→ **Consegna A**
Elenca tutte le persone nominate nell'articolo sul Paradiso.
→ **Consegna B**
Stampa il passo dell'articolo sul Paradiso compreso tra "La filosofia del" e "del suo pensiero.", estremi inclusi.

→ **Estratto della pagina**
La filosofia del Paradiso
A proposito del volume di Angelo Paolo Perriello: “Paradiso. Un racconto pedagogico sull’identità”, Edizioni Magna Graecia, 2023
di Pasquale Matucci
Scrivere di questo volume di Angelo Paolo Perriello, che si presenta sotto forma di racconto, significa compiere un viaggio nell’interpretazione della sua filosofia di vita e del suo pensiero.
L’opera propone la Communitas, che racchiude nel suo simbolismo una donna, la libertà, che corre con una torcia in mano controvento, e quindi cerca una strada, una occasione per poter modificare la condizione di stasi e rivolgersi al futuro. Nel logo che l’autore utilizza, la scritta “Im Anfang war die Tat” (all’inizio fu l’azione) è tratta dal Faust di Goethe.
Il Programma Communitas afferma le varie forme di cooperazione internazionale, facendo sì che i luoghi identitari, a contatto con le diversità, possano fa emergere ed attestare ciò che resta.

Righe per l'identificazione della posizione
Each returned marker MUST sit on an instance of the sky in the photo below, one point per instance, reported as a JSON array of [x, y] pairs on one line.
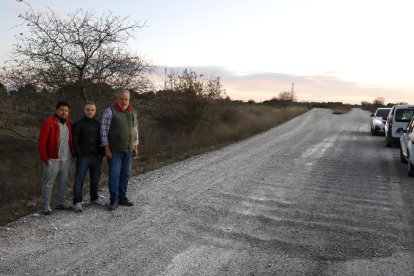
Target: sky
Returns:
[[332, 50]]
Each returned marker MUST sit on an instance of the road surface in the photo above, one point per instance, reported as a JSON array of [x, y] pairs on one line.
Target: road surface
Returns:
[[317, 195]]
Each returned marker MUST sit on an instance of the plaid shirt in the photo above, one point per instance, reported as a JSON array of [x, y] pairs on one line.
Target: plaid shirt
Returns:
[[106, 123]]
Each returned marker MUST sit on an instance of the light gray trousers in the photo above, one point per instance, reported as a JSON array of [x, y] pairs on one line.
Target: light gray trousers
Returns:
[[55, 170]]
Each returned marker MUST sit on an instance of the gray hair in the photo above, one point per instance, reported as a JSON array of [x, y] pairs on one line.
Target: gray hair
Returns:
[[119, 92]]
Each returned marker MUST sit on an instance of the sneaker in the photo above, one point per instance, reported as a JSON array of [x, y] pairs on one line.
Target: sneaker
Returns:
[[112, 206], [77, 207], [46, 211], [125, 201], [63, 207], [94, 202]]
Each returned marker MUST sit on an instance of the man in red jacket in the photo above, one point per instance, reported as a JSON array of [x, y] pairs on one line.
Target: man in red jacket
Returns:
[[56, 152]]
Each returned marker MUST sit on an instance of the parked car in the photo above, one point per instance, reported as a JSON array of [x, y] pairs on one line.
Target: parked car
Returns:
[[398, 119], [378, 120], [407, 148]]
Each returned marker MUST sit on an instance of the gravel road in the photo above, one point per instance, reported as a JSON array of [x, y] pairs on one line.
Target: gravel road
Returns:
[[317, 195]]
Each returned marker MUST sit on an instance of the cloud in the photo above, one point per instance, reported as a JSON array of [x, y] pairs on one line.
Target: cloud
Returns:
[[322, 87]]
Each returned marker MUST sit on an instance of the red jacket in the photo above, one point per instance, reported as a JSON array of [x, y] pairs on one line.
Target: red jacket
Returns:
[[49, 138]]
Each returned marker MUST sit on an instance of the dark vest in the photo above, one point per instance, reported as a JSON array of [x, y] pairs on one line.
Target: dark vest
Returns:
[[122, 135]]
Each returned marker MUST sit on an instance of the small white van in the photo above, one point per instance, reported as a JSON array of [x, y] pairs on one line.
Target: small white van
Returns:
[[397, 120]]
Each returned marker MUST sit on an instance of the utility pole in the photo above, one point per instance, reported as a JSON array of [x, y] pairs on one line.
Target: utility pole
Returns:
[[165, 78]]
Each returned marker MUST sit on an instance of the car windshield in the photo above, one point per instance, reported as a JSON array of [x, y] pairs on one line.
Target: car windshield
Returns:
[[404, 115], [383, 112]]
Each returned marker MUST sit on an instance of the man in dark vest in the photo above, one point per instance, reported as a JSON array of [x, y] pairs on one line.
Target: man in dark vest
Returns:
[[119, 135], [88, 151]]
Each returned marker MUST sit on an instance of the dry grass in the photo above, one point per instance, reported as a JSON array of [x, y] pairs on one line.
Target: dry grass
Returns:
[[340, 110], [21, 169]]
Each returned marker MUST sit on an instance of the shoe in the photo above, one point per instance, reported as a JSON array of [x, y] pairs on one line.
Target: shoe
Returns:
[[96, 201], [125, 201], [112, 206], [77, 207], [63, 207], [46, 211]]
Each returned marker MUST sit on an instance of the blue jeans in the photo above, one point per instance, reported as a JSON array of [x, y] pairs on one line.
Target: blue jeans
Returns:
[[83, 164], [119, 171]]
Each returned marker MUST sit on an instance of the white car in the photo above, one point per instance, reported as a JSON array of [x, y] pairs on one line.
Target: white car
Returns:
[[398, 119], [407, 148], [378, 120]]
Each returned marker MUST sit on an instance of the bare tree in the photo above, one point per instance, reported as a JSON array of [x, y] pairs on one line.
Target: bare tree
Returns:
[[78, 48], [286, 98]]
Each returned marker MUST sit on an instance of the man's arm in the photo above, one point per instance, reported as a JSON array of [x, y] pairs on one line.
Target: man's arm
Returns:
[[42, 140], [106, 123], [75, 138]]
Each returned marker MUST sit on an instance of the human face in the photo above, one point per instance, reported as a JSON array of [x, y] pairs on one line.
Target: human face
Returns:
[[123, 100], [90, 110], [63, 112]]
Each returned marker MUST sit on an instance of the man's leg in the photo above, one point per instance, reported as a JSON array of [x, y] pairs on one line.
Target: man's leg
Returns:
[[114, 167], [50, 171], [95, 176], [125, 173], [82, 164], [62, 182]]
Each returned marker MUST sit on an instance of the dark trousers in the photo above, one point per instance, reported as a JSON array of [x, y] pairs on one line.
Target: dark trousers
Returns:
[[83, 164], [119, 170]]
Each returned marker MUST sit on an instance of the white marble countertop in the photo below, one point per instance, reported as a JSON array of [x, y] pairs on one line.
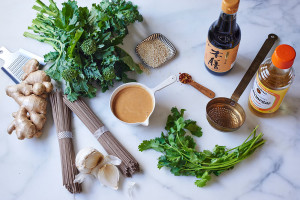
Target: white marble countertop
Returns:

→ **Risposta A**
Angelo Paolo Perriello, Pasquale Matucci, Goethe

→ **Risposta B**
La filosofia del Paradiso
A proposito del volume di Angelo Paolo Perriello: “Paradiso. Un racconto pedagogico sull’identità”, Edizioni Magna Graecia, 2023
di Pasquale Matucci
Scrivere di questo volume di Angelo Paolo Perriello, che si presenta sotto forma di racconto, significa compiere un viaggio nell’interpretazione della sua filosofia di vita e del suo pensiero.